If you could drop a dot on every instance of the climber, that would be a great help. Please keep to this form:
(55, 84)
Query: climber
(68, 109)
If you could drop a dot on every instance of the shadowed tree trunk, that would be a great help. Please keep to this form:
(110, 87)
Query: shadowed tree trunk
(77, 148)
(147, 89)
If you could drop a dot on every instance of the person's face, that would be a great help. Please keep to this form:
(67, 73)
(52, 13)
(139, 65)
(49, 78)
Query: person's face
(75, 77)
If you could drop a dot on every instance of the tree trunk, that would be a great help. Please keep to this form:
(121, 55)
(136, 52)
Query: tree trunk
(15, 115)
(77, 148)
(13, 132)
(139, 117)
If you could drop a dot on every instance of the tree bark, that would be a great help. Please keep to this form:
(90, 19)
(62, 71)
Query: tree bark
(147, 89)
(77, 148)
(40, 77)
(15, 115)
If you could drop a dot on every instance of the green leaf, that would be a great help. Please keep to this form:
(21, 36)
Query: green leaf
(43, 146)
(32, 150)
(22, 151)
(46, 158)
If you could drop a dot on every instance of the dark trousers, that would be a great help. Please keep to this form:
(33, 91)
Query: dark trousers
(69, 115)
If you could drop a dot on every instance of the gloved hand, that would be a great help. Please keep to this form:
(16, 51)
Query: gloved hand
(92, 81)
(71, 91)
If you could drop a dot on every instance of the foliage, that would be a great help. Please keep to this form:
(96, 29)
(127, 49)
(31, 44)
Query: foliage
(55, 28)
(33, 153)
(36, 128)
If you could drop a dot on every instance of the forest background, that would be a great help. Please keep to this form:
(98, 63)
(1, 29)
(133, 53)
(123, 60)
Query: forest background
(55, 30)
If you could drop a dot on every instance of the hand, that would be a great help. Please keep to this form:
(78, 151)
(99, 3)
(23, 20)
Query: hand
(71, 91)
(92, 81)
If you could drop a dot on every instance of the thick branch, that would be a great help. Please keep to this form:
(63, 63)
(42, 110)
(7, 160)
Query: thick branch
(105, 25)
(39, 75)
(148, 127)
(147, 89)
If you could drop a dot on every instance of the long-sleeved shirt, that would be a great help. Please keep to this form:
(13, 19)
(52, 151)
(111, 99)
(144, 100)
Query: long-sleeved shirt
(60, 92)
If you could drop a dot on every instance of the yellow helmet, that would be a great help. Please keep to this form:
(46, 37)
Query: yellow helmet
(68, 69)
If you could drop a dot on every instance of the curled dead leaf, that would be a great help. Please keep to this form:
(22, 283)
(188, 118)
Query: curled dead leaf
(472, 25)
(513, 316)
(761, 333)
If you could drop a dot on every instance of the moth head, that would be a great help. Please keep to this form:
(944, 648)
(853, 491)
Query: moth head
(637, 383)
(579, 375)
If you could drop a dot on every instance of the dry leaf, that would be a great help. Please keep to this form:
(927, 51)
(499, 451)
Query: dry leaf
· · ·
**What the exercise asks**
Print every record above exactly as it appears.

**Your solution**
If you could drop a dot on every instance of the climber, that would be a great help. Please keep to this form:
(55, 84)
Query: climber
(68, 109)
If you could drop a dot on every instance of the shadowed tree trunk, that would be a great help. Please keep to this form:
(110, 87)
Query: shadowed tree trunk
(77, 148)
(147, 89)
If you could drop a dot on every instance of the person's face, that would be a great help. Please keep to this form:
(67, 73)
(52, 13)
(139, 65)
(49, 78)
Query: person's face
(75, 77)
If you could drop a dot on every instance of the tree trunk, that would be a great help. Please keep to this form:
(121, 55)
(136, 52)
Query: tree trunk
(15, 115)
(77, 148)
(13, 132)
(139, 117)
If you could drop a dot on every instance of the tree bark, that would be a great help. Please keep to this form:
(90, 19)
(62, 71)
Query: tree bark
(147, 89)
(77, 148)
(40, 77)
(15, 115)
If you could drop a dot on every instance of the green leaf, that would be a great help. Please keep to this form:
(21, 36)
Query: green leaf
(43, 146)
(32, 150)
(22, 151)
(46, 158)
If you could drop a dot on every instance of the dark trousers, that would be a great help. Please keep to this form:
(33, 91)
Query: dark trousers
(69, 115)
If you could drop a dot on every instance of the gloved hand, that would be a great help. Please keep to this form:
(16, 51)
Query: gloved hand
(92, 81)
(71, 91)
If you could drop a dot on every instance of the foliage, that would be a great help. Please keep to this form:
(96, 29)
(127, 49)
(31, 44)
Query: foliage
(55, 28)
(33, 153)
(36, 128)
If you could drop a dot on every instance of the forest background, that would be a great help. Please keep to this form:
(98, 63)
(1, 29)
(133, 53)
(123, 60)
Query: forest background
(55, 30)
If you could drop a dot on every instance of the hand, that would be a great help. Please keep to this form:
(78, 151)
(99, 3)
(23, 20)
Query: hand
(71, 91)
(92, 81)
If you could drop a dot on every instance of the thick branch, that would be a great help. Please keep to this form:
(63, 63)
(42, 110)
(7, 160)
Query: thick branch
(105, 25)
(39, 75)
(148, 127)
(147, 89)
If you could drop a dot on every instance of the long-sleeved shirt, that would be a great help. Please keep to this form:
(13, 19)
(52, 151)
(111, 99)
(144, 100)
Query: long-sleeved shirt
(60, 92)
If you could drop a dot on every instance of the yellow helmet, that would be a great help. Please keep to this form:
(46, 37)
Query: yellow helmet
(68, 69)
If you could drop a dot on every instance of the curled dead leaf, that would be a great help. Please keep to this form:
(22, 283)
(188, 118)
Query: curled dead leaf
(472, 25)
(513, 316)
(761, 333)
If you could drop a dot on every instance of the moth head, that would be a great help. Please keep to this form:
(944, 648)
(853, 491)
Query: moth head
(637, 383)
(579, 375)
If you could drop a dot on every instance of the dry leaf, that would be a great help. Please keep to this form:
(927, 51)
(499, 451)
Query: dry leaf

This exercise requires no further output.